• **TRY IT**
Using the material below, print the line that contains "Target: rippled water surface", the line that contains "Indicate every instance of the sea", and every line in between, exactly and nothing else.

• **DATA PROVIDED**
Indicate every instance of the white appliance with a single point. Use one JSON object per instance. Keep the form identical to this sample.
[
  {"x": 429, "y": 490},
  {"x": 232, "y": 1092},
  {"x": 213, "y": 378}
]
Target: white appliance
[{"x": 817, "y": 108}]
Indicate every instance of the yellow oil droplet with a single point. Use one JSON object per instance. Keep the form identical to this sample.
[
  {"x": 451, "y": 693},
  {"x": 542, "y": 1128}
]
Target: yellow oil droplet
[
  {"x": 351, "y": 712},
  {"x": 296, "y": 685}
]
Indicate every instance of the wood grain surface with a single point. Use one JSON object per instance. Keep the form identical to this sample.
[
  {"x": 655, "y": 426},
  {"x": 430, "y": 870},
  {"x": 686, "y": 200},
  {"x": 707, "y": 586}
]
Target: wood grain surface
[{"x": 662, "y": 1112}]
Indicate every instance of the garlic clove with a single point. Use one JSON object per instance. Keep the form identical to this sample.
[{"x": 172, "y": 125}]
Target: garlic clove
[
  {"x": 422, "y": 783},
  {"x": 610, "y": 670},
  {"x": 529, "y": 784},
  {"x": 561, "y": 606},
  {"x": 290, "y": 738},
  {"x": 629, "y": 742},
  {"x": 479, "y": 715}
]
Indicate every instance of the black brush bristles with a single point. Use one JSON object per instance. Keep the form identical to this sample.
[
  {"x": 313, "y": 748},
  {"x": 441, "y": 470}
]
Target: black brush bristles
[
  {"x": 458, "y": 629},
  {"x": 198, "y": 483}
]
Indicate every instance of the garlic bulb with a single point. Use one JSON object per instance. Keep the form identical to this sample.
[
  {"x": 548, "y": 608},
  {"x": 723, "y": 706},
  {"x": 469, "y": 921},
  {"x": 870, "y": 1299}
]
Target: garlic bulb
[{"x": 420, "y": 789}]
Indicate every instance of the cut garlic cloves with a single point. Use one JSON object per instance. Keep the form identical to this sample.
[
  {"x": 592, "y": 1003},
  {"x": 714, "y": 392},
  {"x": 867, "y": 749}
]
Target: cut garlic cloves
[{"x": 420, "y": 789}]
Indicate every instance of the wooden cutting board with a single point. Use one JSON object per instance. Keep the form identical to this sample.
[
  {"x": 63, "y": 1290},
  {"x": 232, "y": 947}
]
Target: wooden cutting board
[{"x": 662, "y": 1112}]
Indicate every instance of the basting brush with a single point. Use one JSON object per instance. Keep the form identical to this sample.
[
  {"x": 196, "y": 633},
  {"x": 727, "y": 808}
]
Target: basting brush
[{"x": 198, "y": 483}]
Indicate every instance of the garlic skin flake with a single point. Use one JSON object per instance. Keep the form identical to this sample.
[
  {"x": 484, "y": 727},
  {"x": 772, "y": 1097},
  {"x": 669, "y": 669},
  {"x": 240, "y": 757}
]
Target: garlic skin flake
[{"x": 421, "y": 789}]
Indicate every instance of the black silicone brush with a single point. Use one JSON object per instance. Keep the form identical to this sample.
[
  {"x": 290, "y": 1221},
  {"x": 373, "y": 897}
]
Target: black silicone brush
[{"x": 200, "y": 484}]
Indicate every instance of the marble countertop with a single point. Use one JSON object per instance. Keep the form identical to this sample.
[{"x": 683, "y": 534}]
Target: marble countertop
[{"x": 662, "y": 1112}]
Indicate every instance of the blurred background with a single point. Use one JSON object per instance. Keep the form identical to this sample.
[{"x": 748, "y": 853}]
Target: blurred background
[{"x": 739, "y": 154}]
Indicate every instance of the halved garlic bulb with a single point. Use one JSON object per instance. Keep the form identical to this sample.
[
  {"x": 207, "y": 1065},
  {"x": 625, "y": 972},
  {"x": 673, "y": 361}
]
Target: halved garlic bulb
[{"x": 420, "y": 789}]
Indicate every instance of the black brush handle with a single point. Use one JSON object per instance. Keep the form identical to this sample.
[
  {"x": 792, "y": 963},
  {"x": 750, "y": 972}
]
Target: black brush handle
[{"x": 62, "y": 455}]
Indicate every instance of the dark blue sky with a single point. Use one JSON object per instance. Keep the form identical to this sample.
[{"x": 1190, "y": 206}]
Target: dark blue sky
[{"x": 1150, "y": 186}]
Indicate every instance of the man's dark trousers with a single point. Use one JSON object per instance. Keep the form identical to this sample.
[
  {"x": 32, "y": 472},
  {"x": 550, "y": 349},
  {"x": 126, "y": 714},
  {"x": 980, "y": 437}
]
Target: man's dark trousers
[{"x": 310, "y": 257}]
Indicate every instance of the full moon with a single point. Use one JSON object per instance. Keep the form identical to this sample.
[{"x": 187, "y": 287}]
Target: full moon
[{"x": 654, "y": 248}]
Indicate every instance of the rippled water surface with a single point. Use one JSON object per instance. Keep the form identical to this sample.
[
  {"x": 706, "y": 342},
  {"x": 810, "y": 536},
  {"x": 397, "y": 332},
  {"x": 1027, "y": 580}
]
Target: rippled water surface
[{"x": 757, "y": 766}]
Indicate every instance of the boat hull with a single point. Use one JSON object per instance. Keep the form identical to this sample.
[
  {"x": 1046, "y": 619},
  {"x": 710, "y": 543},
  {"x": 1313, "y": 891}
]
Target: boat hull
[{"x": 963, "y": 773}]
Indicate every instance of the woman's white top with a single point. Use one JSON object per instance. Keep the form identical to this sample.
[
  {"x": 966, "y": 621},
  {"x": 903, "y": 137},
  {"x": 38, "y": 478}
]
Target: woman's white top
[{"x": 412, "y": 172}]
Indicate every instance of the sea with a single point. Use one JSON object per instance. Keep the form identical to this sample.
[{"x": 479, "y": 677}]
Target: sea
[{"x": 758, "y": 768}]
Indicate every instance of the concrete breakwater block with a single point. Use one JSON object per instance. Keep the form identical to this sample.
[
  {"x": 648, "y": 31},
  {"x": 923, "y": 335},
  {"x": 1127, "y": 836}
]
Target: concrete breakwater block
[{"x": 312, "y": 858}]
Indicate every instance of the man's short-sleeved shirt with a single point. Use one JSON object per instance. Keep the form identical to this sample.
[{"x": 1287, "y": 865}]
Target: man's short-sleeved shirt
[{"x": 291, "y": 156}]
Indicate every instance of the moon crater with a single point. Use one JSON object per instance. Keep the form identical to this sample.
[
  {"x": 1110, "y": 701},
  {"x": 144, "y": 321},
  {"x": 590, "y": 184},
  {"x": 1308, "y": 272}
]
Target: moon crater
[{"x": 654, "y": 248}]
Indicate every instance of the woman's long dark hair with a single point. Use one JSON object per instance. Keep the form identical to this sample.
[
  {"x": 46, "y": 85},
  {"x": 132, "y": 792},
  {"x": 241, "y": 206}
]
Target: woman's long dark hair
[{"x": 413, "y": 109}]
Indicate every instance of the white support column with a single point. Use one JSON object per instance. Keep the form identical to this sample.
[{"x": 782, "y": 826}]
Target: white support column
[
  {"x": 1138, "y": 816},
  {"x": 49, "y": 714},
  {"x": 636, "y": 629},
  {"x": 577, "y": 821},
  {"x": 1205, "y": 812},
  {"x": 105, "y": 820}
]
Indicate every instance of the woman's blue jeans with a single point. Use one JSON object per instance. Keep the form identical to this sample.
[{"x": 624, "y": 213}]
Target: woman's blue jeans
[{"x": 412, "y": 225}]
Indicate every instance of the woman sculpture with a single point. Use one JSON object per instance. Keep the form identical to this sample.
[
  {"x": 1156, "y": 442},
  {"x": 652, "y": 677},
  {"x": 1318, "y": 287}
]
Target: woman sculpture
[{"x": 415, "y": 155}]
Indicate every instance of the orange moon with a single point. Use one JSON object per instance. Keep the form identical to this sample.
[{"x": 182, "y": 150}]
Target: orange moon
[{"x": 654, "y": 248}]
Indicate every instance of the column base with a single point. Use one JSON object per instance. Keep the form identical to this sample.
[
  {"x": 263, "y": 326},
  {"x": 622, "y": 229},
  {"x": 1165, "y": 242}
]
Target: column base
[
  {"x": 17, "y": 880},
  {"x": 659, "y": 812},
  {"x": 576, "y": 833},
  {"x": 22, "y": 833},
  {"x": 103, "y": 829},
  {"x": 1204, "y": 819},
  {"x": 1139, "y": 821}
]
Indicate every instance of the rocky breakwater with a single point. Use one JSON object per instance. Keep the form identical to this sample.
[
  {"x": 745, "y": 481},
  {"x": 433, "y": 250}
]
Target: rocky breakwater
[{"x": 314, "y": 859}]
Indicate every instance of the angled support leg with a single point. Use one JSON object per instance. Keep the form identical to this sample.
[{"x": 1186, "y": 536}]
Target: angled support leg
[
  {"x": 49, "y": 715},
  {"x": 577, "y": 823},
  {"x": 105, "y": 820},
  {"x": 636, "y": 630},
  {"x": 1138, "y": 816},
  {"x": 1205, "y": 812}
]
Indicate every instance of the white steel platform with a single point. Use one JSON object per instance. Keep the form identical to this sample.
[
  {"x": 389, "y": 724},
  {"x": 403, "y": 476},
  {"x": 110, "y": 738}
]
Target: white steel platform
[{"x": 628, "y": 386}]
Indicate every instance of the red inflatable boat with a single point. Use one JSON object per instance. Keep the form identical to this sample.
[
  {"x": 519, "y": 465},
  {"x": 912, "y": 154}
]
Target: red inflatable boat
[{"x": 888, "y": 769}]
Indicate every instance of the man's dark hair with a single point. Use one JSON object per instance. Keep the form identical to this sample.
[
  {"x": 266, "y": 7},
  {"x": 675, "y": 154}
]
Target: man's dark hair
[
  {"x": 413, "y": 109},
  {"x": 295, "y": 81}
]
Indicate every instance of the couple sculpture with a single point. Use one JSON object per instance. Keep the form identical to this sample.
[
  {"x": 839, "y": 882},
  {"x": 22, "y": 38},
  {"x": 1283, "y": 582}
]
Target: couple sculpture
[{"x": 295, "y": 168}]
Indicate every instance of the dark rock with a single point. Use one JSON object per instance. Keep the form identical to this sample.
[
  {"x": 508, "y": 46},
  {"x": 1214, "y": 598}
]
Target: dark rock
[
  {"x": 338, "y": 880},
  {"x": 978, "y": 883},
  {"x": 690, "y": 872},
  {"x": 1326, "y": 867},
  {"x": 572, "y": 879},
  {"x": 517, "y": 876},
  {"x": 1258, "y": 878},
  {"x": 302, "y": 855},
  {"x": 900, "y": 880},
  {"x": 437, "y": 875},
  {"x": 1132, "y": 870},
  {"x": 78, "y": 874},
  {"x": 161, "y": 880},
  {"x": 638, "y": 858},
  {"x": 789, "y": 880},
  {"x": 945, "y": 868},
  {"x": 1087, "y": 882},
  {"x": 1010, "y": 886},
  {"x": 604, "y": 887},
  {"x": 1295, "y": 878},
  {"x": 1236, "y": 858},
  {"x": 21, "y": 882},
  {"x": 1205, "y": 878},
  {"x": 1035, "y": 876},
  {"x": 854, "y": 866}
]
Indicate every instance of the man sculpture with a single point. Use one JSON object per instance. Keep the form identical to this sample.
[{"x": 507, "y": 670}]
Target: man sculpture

• **EXERCISE OUTPUT**
Target: rippled water surface
[{"x": 757, "y": 766}]
Indicate every instance of the boat hull with a single point. Use one JSON object per instance. Keep the form identical to this sample.
[
  {"x": 1046, "y": 619},
  {"x": 710, "y": 543},
  {"x": 1313, "y": 891}
]
Target: boat hull
[{"x": 963, "y": 773}]
Indicate every instance of the woman's white top with a single point. Use one JSON object per instance. Keep the form identical to this sample.
[
  {"x": 966, "y": 621},
  {"x": 903, "y": 137},
  {"x": 38, "y": 478}
]
Target: woman's white top
[{"x": 412, "y": 172}]
Indicate every instance of the sea with a single point. Use one JSON object per instance. Keep the form identical to this sample.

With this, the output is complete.